## THE DATA
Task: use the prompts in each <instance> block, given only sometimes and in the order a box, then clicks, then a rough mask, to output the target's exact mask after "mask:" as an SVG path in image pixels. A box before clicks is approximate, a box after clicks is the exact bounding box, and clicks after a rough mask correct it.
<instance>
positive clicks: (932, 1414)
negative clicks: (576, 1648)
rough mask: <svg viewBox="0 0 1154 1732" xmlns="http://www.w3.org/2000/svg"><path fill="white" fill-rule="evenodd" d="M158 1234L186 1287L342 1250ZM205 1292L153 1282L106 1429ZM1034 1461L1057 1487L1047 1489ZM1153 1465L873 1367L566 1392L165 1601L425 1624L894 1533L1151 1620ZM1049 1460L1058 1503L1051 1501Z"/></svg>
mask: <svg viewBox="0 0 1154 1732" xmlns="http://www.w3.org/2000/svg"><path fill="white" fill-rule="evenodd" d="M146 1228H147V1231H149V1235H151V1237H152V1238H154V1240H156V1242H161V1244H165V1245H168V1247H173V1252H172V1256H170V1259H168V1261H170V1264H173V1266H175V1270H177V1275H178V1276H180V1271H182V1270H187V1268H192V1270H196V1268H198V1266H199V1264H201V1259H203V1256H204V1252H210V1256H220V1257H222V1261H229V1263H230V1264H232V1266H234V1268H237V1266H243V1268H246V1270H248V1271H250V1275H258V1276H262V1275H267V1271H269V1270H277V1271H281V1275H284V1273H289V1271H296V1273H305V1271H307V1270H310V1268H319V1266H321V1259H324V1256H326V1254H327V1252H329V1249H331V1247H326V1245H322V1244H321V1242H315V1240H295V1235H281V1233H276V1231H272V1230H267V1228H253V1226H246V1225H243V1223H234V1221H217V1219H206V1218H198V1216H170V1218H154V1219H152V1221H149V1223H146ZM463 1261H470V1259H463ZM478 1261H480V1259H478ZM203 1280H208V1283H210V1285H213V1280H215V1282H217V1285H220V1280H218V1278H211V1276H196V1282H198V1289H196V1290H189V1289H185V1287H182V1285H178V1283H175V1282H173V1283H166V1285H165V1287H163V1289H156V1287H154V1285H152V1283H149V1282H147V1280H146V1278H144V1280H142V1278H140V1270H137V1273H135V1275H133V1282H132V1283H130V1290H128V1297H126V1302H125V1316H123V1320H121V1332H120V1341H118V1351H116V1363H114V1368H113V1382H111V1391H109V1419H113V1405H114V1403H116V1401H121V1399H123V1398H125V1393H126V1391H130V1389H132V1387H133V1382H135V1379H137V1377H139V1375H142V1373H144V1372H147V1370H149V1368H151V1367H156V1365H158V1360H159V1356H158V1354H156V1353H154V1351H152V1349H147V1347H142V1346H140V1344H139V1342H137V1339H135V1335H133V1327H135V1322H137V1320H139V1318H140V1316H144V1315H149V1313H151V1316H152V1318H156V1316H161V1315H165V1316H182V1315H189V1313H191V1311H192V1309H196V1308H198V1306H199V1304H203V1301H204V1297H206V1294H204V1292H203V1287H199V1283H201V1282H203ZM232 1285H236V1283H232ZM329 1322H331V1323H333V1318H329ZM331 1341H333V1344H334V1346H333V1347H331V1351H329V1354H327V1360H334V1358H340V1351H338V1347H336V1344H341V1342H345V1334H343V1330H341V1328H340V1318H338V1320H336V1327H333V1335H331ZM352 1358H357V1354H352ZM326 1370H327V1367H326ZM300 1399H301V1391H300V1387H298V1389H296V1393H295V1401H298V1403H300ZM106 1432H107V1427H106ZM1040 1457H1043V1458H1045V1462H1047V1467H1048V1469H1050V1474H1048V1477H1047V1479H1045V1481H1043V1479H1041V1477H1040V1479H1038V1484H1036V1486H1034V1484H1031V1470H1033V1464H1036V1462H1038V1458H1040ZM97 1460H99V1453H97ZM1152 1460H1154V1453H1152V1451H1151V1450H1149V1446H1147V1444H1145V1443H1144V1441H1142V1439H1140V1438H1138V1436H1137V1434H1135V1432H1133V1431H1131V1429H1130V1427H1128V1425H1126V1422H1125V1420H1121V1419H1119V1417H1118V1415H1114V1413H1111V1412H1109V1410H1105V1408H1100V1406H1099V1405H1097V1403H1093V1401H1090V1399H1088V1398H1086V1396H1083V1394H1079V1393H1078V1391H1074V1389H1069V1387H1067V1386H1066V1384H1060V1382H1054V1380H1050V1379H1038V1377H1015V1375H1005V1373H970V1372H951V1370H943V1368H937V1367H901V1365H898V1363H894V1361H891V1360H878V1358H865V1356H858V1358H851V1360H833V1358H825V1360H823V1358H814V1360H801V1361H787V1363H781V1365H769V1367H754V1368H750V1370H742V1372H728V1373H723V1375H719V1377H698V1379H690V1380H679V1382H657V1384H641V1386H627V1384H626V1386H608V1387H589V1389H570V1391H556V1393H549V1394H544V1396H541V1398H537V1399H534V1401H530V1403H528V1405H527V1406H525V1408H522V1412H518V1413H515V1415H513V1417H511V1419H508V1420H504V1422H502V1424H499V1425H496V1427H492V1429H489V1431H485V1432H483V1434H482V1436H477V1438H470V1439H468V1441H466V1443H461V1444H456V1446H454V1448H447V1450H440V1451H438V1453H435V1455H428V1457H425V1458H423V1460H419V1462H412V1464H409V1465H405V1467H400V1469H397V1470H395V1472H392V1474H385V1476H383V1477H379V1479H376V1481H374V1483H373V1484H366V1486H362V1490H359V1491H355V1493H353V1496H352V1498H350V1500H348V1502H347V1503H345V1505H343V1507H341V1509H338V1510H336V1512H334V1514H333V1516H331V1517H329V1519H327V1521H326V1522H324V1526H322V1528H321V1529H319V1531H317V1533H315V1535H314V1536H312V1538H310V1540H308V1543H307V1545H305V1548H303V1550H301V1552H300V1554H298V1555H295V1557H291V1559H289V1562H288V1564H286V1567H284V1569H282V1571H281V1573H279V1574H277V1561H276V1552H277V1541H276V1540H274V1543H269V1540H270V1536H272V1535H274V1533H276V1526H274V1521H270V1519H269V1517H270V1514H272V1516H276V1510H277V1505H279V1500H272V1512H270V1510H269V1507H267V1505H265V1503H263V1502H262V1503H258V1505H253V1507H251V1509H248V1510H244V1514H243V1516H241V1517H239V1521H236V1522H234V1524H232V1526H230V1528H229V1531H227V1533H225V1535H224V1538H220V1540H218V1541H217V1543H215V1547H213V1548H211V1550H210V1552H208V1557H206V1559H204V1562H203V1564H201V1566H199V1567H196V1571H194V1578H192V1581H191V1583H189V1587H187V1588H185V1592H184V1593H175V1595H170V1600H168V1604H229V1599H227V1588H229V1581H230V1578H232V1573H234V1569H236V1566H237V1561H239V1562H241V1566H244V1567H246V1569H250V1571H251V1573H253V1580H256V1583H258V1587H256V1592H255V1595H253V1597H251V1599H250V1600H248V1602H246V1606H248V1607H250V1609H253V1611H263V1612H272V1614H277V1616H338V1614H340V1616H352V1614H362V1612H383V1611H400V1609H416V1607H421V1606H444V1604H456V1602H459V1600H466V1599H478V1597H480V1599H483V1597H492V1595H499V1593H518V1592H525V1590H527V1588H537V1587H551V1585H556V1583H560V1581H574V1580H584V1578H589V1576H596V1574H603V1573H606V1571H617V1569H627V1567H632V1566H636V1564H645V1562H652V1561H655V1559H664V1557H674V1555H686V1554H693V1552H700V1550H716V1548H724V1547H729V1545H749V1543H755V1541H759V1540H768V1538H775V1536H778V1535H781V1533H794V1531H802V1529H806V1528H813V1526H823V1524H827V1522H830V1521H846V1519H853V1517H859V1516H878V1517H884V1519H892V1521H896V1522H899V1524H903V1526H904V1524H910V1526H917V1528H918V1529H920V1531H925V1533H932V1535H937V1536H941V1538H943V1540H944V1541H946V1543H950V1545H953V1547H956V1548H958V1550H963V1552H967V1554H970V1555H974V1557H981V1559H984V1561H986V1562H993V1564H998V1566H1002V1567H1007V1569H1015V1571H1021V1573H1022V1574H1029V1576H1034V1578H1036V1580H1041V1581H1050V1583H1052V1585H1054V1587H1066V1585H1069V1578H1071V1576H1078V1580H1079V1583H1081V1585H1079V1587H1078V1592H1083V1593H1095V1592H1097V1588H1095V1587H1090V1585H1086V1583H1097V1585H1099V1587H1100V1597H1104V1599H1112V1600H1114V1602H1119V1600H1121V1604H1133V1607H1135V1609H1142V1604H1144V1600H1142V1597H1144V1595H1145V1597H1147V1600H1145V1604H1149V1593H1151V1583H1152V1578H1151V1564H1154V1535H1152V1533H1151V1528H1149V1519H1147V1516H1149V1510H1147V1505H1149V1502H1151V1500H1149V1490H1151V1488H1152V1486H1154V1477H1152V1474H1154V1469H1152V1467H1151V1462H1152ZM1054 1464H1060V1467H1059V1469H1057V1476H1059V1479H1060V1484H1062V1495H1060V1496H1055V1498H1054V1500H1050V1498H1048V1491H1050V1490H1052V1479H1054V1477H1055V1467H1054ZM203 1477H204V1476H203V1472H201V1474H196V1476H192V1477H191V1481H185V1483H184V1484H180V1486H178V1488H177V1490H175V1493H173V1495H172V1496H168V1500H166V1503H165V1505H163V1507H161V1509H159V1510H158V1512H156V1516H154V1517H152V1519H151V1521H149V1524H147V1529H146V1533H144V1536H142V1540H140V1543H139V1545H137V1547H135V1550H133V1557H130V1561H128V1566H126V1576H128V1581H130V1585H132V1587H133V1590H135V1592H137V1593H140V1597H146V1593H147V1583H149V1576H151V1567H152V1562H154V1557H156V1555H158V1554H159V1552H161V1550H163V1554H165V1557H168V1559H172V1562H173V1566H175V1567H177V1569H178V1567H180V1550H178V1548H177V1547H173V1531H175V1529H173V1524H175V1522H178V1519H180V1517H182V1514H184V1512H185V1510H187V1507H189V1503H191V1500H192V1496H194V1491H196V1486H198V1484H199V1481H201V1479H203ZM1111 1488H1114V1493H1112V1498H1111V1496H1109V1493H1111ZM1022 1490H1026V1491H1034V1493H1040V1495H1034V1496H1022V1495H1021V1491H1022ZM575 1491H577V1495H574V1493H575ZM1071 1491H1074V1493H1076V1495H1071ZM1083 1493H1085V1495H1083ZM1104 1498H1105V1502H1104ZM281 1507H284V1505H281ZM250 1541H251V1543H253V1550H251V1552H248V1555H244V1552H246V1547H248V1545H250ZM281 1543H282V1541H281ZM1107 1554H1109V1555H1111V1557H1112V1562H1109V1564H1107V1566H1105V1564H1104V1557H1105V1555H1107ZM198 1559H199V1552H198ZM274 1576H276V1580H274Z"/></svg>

## WHAT TO DO
Of all the entries above, retype exactly the lines from the line with "positive clicks: (932, 1414)" to the line with "negative clicks: (576, 1648)", both included, and no others.

## THE ANSWER
positive clicks: (932, 1414)
negative clicks: (576, 1648)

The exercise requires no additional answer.